Please reproduce all of the lines below, word for word and in full.

▶

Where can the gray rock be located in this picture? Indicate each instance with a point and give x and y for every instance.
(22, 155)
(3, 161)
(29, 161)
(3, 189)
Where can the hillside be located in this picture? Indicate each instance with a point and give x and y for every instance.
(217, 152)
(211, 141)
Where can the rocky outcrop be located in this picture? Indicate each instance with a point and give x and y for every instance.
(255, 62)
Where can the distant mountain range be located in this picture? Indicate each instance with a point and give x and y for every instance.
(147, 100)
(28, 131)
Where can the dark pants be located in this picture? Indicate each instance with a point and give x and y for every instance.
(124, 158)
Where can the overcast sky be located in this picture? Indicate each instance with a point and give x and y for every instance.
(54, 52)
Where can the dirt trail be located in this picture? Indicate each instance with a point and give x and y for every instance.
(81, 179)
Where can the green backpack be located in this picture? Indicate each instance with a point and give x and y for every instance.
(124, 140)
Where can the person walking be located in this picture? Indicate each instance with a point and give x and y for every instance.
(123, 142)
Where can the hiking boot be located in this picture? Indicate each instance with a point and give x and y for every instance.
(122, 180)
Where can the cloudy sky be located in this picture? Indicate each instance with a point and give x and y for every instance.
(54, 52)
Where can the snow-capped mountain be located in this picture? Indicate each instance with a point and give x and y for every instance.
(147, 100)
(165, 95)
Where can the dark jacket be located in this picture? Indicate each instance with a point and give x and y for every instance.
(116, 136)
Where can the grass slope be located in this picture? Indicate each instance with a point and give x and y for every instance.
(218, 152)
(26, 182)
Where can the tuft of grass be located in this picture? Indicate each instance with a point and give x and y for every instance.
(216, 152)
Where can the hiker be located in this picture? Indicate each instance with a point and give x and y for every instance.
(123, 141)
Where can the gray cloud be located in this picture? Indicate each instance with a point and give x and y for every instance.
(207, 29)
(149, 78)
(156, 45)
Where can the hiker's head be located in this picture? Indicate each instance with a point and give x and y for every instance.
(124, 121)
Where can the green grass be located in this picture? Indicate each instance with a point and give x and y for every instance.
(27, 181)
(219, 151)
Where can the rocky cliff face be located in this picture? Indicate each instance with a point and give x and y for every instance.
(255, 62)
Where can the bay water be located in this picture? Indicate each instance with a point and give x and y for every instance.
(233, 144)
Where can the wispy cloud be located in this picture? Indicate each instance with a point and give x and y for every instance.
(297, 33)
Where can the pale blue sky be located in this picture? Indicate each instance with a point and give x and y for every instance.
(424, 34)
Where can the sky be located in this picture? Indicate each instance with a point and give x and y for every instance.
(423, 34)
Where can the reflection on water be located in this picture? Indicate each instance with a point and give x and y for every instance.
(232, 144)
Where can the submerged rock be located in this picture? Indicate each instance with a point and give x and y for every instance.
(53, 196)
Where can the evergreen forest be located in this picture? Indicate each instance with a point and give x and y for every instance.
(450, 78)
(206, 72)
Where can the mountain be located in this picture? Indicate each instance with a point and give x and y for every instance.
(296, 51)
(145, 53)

◀

# Output of the task
Where can the gray rock be located in this picture? Indicate each instance with a point and give x and y for every instance.
(22, 155)
(3, 161)
(29, 161)
(3, 189)
Where can the hillside be located in this picture? Indicate each instance with a point and give x and y for every instance.
(217, 152)
(211, 141)
Where can the rocky outcrop be located in this picture? Indicate each instance with a point and give x and y for every instance.
(255, 62)
Where can the distant mountain range be located in this picture? Indicate each instance with a point and give x and y for every instance.
(147, 100)
(28, 131)
Where can the dark pants be located in this picture? Indicate each instance with a point and give x and y for every instance.
(124, 158)
Where can the overcast sky be located in this picture? Indicate each instance with a point and give x and y for every instance.
(54, 52)
Where can the dirt trail be located in this picture? Indicate each instance with a point and give x and y for every instance.
(81, 179)
Where can the green backpack be located in this picture? Indicate each instance with a point and give x and y for every instance.
(124, 140)
Where can the person walking be located in this picture? Indicate each instance with a point and give x and y for every instance.
(123, 142)
Where can the hiking boot be located in this picture? Indicate each instance with a point and give x and y for every instance.
(122, 180)
Where can the cloudy sky be located in this picture? Indicate each instance with a point and give x and y for every instance.
(54, 52)
Where can the snow-capped mountain be located in this picture? Indicate each instance with a point and give x and y for every instance.
(147, 100)
(165, 95)
Where can the dark jacket be located in this picture? Indicate each instance with a point and give x and y for every instance.
(116, 136)
Where can the grass slope be located in this picture? Indicate each instance with a point and give x and y for every instance.
(218, 152)
(26, 182)
Where can the tuft of grass be located in this picture? Indicate each instance with a point and give x and y for every instance.
(216, 152)
Where can the hiker be located in this picture? Indicate each instance with a point and give x and y for every instance.
(123, 141)
Where can the gray cloud be located in this picture? Indicate each instance with a point and give x and y for every instance.
(207, 29)
(149, 78)
(156, 45)
Where can the hiker's head be located in this picture? Indicate each instance with a point and give x and y for every instance.
(124, 121)
Where can the green grass be located in this picture? Indicate each instance with a point and give x and y for every instance.
(27, 181)
(219, 151)
Where can the rocky cliff face be located in this picture? Indicate each instance with a point and give x and y for every instance.
(255, 62)
Where can the bay water be located in this picture? Indicate each instance with a point and give x and y for every instance.
(233, 144)
Where can the wispy cloud be located in this picture? Indicate each instance with a point and give x and y for every instance.
(297, 33)
Where can the pale blue sky be located in this picture? Indicate each instance with a point and give x and y for every instance.
(424, 34)
Where can the sky be located in this picture? Indicate each instance with a point and give x and y for every instance.
(423, 34)
Where can the reflection on water be located in this picture? Indicate each instance with a point and give x and y for every instance.
(232, 144)
Where can the submerged rock be located in this picture? Indicate each instance with a point and give x and y for every instance.
(53, 196)
Where can the evergreen forest be located in this picture? Indicate each instance with a point and give x and y for every instance.
(450, 78)
(206, 72)
Where can the mountain be located in this picture? Indicate each instance with a point and give x and y for every instance.
(296, 51)
(145, 53)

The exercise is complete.